Your instructions: Rewrite the stretch of items from the line containing "point: standing person's" through the end of the items, replacing every occurrence of "marker" with "pin" and leaving everything else unchanged. Reproduce only those lines.

Extracted data:
+-------+
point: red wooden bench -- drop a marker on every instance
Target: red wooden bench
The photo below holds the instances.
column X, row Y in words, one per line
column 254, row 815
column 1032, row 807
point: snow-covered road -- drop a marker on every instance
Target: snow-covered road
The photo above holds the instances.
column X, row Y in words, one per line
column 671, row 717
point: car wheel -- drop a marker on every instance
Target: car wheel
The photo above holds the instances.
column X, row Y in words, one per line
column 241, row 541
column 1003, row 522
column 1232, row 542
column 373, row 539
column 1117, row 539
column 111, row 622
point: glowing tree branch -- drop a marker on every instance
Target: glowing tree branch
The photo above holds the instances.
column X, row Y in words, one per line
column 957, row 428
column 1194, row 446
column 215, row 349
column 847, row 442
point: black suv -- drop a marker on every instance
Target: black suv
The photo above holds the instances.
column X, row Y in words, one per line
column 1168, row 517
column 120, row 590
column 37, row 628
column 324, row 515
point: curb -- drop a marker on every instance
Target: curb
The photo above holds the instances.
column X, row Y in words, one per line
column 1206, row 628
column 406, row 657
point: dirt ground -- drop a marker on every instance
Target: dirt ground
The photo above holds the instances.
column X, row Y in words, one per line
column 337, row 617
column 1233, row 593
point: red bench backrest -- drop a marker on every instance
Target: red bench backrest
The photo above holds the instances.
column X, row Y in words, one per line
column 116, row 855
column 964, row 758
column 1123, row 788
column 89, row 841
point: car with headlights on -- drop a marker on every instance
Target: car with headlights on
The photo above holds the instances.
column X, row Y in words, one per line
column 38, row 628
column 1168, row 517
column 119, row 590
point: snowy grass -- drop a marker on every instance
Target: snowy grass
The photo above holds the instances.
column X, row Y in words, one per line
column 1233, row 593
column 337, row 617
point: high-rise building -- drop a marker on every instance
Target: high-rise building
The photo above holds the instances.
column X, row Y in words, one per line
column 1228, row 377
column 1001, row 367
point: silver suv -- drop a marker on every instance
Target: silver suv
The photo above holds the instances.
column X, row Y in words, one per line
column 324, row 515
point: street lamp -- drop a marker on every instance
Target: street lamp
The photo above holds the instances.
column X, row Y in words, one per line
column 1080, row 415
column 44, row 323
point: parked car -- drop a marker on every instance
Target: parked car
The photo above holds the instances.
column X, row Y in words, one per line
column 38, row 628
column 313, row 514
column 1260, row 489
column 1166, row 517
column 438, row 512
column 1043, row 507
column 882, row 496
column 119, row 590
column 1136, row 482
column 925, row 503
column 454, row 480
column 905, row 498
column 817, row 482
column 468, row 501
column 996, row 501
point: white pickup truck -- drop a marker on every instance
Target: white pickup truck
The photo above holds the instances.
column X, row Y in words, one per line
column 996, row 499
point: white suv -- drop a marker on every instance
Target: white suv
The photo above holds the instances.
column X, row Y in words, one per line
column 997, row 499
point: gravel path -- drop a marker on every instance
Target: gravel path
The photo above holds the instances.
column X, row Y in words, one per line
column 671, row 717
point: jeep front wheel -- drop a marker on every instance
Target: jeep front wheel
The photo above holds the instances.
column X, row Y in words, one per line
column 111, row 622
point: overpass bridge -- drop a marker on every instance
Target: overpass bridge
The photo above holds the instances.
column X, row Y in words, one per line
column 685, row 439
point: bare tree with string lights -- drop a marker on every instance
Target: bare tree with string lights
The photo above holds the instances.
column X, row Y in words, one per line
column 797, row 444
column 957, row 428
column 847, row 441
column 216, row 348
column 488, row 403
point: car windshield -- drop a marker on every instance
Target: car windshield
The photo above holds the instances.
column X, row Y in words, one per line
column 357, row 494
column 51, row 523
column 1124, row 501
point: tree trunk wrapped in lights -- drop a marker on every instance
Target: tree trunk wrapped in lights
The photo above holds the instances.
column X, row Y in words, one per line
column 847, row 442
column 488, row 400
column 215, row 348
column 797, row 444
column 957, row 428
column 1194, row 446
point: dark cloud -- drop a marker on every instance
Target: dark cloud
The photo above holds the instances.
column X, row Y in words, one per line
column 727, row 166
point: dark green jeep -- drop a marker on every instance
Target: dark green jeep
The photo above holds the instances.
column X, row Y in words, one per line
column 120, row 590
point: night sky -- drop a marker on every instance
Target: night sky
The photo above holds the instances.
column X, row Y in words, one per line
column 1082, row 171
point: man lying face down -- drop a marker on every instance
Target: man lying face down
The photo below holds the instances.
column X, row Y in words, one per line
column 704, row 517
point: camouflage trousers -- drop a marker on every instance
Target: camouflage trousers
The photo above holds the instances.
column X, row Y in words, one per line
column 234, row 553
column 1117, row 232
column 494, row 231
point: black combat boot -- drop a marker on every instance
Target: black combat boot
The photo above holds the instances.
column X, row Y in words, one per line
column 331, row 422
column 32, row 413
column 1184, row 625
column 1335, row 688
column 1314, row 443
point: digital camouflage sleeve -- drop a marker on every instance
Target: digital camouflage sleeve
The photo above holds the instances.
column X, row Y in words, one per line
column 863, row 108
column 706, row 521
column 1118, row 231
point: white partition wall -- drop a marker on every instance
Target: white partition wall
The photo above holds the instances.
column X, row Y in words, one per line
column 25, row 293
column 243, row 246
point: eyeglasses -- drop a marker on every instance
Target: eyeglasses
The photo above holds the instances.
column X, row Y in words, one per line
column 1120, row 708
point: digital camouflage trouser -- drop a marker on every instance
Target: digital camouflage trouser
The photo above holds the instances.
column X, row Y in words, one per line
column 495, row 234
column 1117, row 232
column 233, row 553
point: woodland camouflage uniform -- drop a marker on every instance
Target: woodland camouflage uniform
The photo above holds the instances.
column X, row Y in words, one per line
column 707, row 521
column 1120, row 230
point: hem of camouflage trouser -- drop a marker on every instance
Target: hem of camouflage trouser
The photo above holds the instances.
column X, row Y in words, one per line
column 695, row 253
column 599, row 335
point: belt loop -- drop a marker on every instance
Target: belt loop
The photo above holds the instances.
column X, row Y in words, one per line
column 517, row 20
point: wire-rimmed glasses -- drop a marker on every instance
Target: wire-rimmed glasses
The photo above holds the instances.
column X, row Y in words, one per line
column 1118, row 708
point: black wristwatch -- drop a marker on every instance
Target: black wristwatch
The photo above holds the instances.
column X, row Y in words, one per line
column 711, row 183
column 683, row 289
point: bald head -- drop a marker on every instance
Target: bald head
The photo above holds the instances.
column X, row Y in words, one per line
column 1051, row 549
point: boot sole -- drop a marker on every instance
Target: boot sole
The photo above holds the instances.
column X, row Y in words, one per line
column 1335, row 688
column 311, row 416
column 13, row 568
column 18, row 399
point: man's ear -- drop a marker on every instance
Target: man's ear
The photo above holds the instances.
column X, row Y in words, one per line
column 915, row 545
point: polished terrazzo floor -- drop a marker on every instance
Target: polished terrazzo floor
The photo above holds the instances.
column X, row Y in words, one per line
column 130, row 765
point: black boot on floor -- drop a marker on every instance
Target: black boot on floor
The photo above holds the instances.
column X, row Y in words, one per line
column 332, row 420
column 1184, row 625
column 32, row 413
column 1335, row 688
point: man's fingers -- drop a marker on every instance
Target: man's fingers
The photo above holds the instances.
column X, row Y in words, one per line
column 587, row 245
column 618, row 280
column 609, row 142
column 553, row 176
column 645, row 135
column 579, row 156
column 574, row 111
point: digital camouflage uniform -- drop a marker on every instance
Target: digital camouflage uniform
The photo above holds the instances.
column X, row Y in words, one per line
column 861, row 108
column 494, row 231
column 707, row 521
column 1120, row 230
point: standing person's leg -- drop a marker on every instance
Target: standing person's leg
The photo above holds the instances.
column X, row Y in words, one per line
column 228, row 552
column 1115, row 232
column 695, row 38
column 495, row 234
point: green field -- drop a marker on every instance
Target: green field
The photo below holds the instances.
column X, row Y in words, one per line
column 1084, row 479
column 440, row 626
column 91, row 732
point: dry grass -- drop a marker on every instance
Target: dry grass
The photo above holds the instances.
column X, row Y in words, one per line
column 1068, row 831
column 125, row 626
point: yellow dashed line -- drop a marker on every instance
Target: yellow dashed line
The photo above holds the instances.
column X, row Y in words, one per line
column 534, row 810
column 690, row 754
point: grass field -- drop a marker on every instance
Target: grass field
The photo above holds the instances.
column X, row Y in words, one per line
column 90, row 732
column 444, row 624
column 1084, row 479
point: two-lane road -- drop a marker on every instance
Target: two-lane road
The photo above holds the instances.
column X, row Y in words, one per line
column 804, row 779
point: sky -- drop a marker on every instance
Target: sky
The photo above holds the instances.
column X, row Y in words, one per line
+-------+
Solution:
point: standing person's leg -- drop a pin on every instance
Target: standing person's leg
The photo above holds the instances.
column X, row Y in words, one per line
column 228, row 552
column 1115, row 232
column 695, row 38
column 495, row 234
point: green field -- drop a pin on every instance
Target: green field
The photo below holds the instances.
column X, row Y in words, one per line
column 1084, row 479
column 440, row 626
column 91, row 732
point: dry grass -- drop a pin on every instance
Target: dry grass
The photo above holds the instances.
column X, row Y in words, one per line
column 1068, row 831
column 125, row 626
point: yellow dashed line -- drop a pin on every instance
Target: yellow dashed line
The photo above holds the instances.
column X, row Y in words, one per line
column 534, row 810
column 690, row 754
point: grass field -- drop a pin on every instance
Target: grass field
The photo above holds the instances.
column X, row Y in words, one per line
column 90, row 732
column 444, row 624
column 1084, row 479
point: two-lane road -- drop a pin on every instance
Target: two-lane road
The photo above holds the instances.
column X, row Y in words, one per line
column 804, row 779
point: sky -- drop a pin on every instance
Target: sky
The photo above holds the instances.
column X, row Y in words, one per line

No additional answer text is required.